What this task involves | Pick out every line in the entries below that contains the string "pole", and copy each of those lines. Case counts.

Provided data |
····················
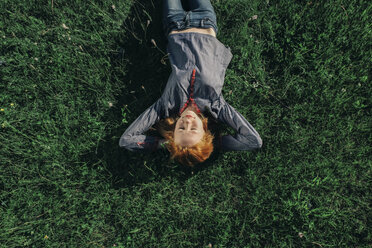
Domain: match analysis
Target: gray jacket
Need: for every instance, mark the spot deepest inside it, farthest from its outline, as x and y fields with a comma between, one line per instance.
x=199, y=63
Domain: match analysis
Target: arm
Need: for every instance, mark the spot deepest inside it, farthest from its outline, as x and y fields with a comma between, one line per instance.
x=246, y=137
x=133, y=138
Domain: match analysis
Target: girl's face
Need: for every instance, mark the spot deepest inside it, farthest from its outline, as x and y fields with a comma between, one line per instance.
x=189, y=129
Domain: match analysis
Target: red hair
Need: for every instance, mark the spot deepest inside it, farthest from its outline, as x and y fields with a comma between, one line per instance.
x=186, y=155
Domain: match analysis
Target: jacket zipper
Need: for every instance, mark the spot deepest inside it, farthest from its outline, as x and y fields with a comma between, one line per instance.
x=191, y=99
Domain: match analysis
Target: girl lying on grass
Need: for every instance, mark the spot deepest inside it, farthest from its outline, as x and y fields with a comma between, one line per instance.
x=198, y=62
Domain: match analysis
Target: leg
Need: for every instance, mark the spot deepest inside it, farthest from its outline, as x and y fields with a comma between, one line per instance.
x=173, y=14
x=201, y=6
x=202, y=14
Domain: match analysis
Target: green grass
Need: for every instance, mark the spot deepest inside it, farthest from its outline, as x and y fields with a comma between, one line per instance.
x=75, y=74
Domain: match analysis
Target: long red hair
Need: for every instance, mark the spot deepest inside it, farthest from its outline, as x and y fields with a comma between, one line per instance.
x=186, y=155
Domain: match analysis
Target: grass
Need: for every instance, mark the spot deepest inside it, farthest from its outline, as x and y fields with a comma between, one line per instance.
x=75, y=74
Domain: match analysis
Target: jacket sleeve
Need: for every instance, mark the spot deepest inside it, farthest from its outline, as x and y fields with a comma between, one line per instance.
x=133, y=138
x=246, y=137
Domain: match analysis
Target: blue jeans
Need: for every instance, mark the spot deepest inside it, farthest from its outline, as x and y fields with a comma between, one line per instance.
x=200, y=15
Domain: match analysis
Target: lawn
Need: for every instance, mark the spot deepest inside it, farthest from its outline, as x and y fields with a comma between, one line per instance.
x=75, y=74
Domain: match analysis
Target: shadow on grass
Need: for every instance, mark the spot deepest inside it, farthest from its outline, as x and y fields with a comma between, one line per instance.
x=147, y=71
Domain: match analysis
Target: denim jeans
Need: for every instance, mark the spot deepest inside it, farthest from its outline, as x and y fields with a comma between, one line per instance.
x=200, y=15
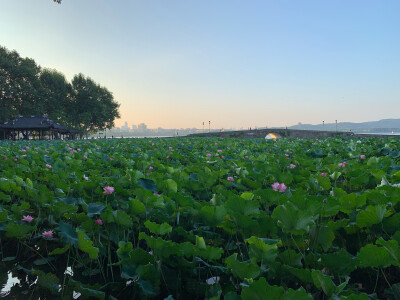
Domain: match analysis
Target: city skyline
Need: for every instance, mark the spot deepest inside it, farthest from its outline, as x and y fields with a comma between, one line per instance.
x=177, y=64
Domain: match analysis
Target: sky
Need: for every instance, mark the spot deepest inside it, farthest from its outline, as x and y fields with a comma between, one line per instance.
x=177, y=64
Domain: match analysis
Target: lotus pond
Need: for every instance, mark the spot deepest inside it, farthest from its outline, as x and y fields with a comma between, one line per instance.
x=200, y=218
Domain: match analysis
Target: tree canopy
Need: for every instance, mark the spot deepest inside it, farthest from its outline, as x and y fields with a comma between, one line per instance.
x=28, y=89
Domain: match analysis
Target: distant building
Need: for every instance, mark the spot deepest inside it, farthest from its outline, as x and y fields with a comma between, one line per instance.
x=142, y=127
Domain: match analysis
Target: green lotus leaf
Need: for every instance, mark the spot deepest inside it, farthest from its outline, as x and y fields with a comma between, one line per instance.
x=160, y=229
x=242, y=270
x=371, y=215
x=293, y=220
x=95, y=209
x=374, y=256
x=86, y=245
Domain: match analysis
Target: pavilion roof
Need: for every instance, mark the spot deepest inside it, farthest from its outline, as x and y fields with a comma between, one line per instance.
x=32, y=123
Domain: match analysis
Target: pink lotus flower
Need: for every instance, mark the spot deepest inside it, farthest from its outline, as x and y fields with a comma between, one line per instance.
x=47, y=234
x=27, y=218
x=108, y=190
x=275, y=186
x=281, y=187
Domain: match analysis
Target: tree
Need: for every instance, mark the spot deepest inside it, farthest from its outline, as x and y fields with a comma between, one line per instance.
x=20, y=88
x=56, y=93
x=92, y=107
x=27, y=89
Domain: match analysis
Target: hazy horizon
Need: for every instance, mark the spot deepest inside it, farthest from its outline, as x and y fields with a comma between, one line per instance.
x=237, y=64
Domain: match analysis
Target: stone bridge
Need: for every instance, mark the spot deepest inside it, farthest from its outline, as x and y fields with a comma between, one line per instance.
x=276, y=133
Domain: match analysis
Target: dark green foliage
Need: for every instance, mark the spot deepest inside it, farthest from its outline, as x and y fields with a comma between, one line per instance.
x=27, y=89
x=183, y=231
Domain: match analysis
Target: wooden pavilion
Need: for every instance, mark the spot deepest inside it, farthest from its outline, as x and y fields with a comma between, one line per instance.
x=35, y=127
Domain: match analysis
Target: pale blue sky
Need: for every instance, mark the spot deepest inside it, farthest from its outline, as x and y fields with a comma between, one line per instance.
x=236, y=63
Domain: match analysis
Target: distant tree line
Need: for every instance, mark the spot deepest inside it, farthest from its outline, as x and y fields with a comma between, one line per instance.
x=27, y=89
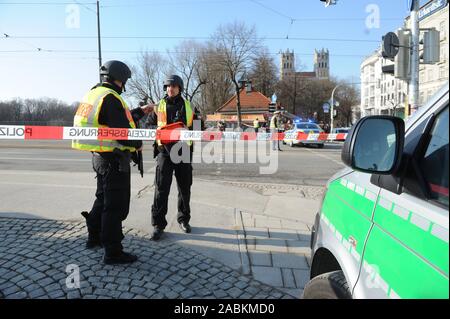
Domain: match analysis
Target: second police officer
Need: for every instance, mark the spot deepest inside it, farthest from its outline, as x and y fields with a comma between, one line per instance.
x=171, y=109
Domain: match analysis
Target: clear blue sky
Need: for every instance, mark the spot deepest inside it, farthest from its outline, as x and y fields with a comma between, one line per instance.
x=68, y=75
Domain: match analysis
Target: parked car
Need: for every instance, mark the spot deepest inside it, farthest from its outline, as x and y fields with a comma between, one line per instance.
x=383, y=227
x=340, y=130
x=303, y=127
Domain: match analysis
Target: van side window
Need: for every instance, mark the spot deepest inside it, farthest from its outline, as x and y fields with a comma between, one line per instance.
x=435, y=162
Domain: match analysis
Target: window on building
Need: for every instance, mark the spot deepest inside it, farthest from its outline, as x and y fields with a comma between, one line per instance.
x=430, y=75
x=443, y=72
x=443, y=30
x=443, y=54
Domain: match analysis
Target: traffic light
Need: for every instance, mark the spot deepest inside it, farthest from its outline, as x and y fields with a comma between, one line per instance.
x=329, y=2
x=402, y=59
x=272, y=107
x=431, y=47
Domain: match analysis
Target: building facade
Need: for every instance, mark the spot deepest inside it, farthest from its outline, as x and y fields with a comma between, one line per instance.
x=433, y=14
x=382, y=93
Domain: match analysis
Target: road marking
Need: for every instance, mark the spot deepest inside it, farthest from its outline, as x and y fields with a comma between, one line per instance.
x=48, y=185
x=326, y=157
x=51, y=159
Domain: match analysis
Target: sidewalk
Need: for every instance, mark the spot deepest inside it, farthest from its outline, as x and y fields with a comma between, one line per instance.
x=255, y=235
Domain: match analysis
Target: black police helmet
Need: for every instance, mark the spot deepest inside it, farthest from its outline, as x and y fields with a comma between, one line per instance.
x=174, y=80
x=115, y=70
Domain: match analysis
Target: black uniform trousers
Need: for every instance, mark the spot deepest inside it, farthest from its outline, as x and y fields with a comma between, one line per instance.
x=111, y=205
x=163, y=180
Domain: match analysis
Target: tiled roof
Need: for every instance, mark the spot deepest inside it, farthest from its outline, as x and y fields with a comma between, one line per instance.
x=249, y=101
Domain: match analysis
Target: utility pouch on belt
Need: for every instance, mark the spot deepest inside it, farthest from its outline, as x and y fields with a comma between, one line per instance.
x=165, y=131
x=124, y=158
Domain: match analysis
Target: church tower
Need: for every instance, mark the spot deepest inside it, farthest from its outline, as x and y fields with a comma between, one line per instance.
x=322, y=64
x=287, y=66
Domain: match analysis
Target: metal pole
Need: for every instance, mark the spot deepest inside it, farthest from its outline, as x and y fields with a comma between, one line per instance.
x=415, y=34
x=99, y=38
x=295, y=92
x=332, y=108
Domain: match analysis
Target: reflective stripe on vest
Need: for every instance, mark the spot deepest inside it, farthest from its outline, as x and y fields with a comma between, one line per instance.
x=272, y=122
x=161, y=114
x=87, y=116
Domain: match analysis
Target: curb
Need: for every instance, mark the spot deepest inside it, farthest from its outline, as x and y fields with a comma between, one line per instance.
x=243, y=252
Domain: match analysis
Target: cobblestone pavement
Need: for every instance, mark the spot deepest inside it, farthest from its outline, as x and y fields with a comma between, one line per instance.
x=35, y=254
x=277, y=251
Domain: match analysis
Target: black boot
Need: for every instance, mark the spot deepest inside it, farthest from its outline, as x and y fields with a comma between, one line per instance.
x=185, y=227
x=157, y=233
x=119, y=259
x=93, y=242
x=93, y=239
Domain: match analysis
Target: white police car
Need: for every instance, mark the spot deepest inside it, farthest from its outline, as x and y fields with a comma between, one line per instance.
x=312, y=129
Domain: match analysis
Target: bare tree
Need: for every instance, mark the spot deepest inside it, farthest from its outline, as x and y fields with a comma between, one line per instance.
x=236, y=46
x=186, y=61
x=264, y=73
x=148, y=76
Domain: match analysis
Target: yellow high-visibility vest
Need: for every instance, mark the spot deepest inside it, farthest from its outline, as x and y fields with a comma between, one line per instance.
x=161, y=114
x=273, y=124
x=87, y=116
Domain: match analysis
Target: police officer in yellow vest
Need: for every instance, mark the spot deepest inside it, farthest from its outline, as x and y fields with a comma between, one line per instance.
x=171, y=109
x=256, y=125
x=103, y=107
x=275, y=126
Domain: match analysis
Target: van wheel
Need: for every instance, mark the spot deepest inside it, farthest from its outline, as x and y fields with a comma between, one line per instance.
x=331, y=285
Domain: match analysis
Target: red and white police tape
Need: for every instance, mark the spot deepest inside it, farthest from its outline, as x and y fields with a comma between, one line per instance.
x=27, y=132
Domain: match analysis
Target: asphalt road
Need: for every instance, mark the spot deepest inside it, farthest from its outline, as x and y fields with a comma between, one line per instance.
x=298, y=165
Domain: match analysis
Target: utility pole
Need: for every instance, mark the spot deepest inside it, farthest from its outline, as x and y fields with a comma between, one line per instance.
x=99, y=38
x=295, y=92
x=415, y=59
x=332, y=107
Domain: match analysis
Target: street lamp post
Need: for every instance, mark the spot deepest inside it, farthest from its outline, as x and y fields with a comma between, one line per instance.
x=99, y=38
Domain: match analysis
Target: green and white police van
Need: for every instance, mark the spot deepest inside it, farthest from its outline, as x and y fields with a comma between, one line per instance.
x=382, y=229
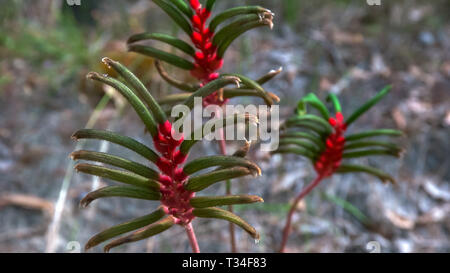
····················
Finished answer |
Target: metal pole
Target: utility pole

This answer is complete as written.